DATASET EXCERPTS =>

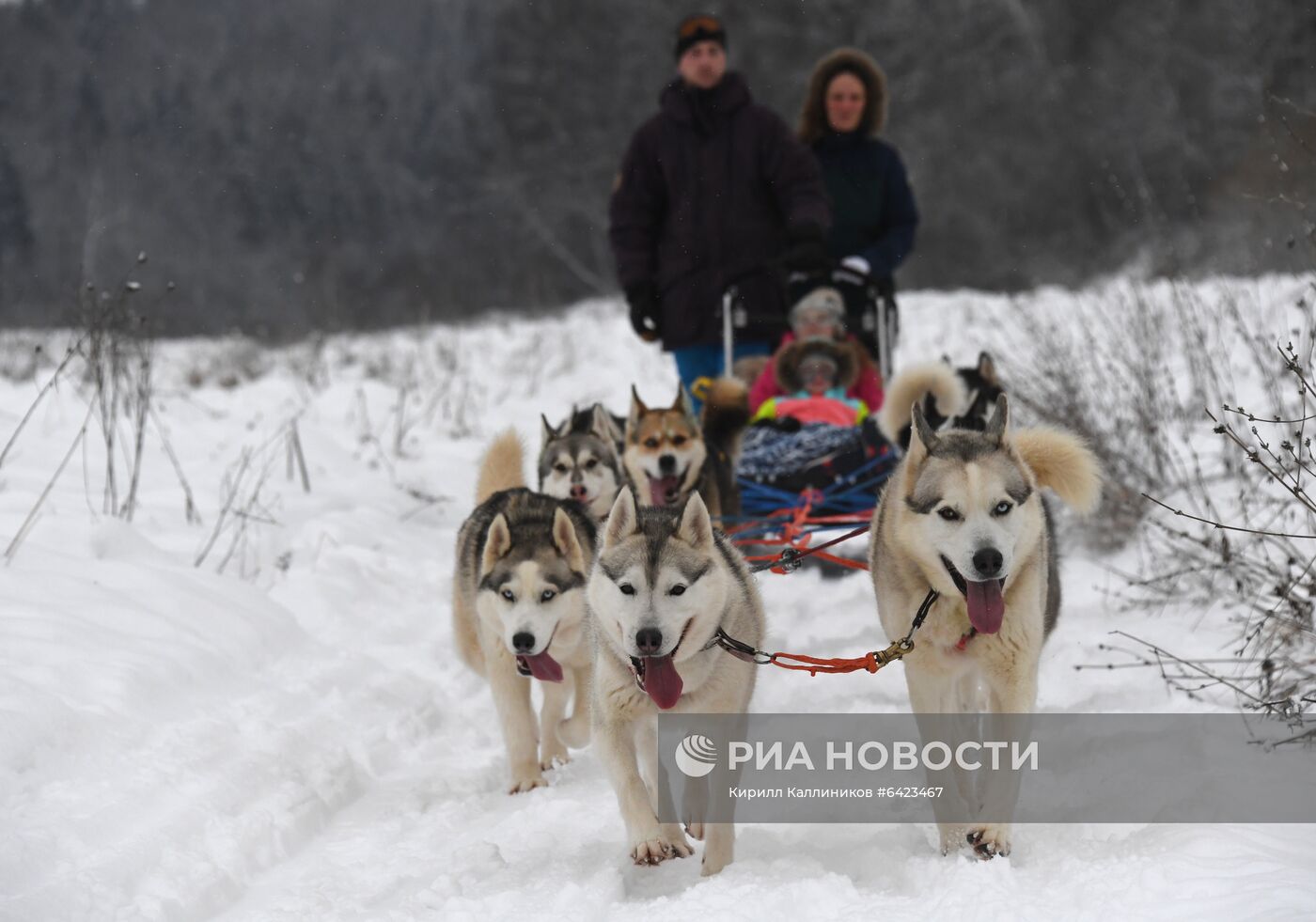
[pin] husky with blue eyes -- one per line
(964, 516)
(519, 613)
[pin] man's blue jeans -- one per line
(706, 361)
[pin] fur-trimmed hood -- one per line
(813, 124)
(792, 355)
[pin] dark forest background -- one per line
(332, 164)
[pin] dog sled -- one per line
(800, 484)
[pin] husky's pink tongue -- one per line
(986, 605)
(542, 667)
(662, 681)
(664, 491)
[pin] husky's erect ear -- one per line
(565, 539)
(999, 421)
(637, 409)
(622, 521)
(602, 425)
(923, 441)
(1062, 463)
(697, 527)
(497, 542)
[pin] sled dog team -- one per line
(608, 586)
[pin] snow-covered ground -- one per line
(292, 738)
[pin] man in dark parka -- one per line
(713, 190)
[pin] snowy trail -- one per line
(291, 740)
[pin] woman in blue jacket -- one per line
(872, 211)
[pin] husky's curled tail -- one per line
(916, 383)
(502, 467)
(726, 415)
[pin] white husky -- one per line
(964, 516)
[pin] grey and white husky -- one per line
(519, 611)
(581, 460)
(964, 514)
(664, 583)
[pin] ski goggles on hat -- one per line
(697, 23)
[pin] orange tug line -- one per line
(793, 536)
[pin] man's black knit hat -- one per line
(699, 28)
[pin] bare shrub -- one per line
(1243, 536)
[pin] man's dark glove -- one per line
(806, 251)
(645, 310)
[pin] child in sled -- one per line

==

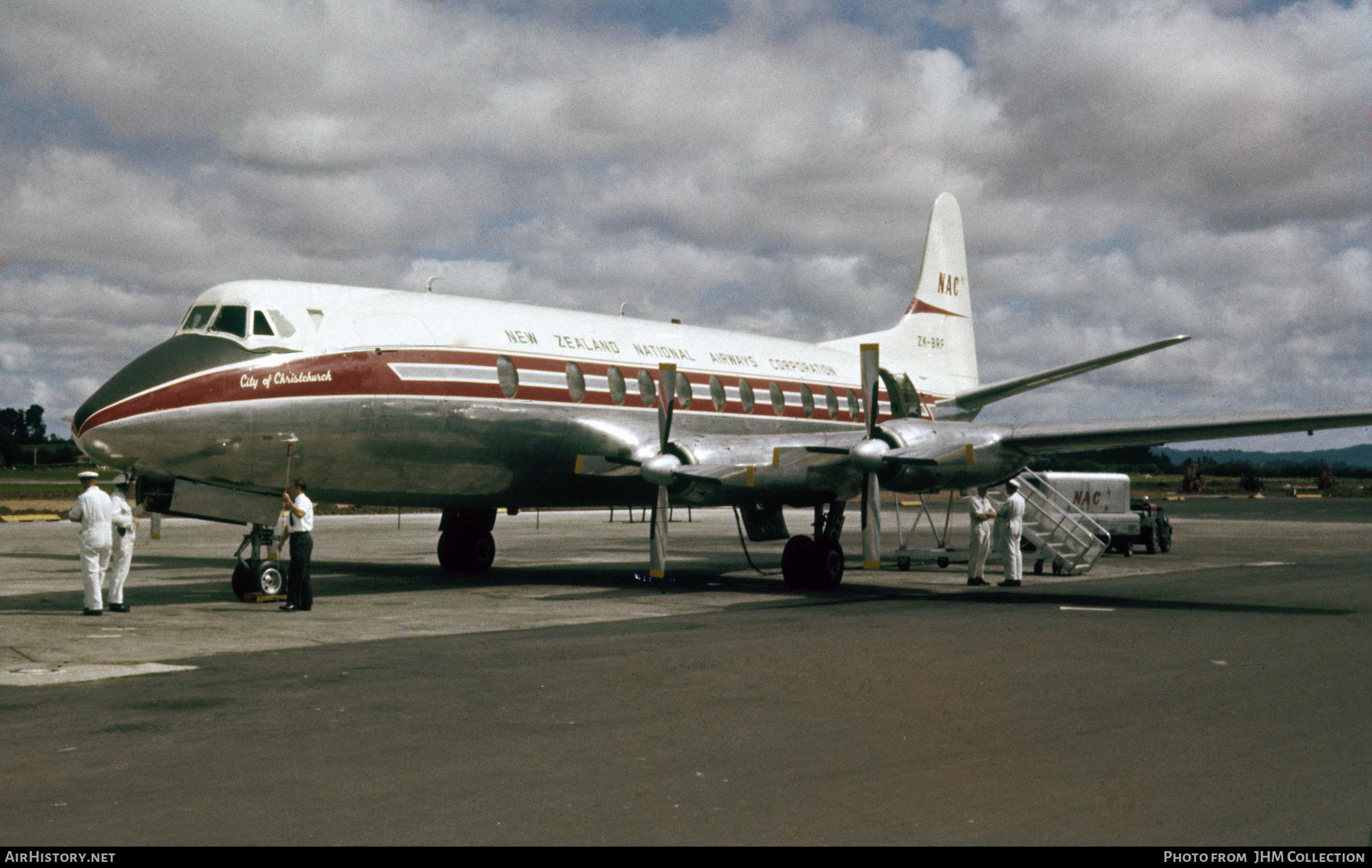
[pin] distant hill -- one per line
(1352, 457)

OBJECTIVE =>
List every line of the data above that contains the string "blue". Case counts.

SOLUTION TO THIS EXERCISE =>
[pin] husky with blue eyes -- one per line
[pin] man's blue jeans -- one per line
[pin] woman in blue jacket -- one per line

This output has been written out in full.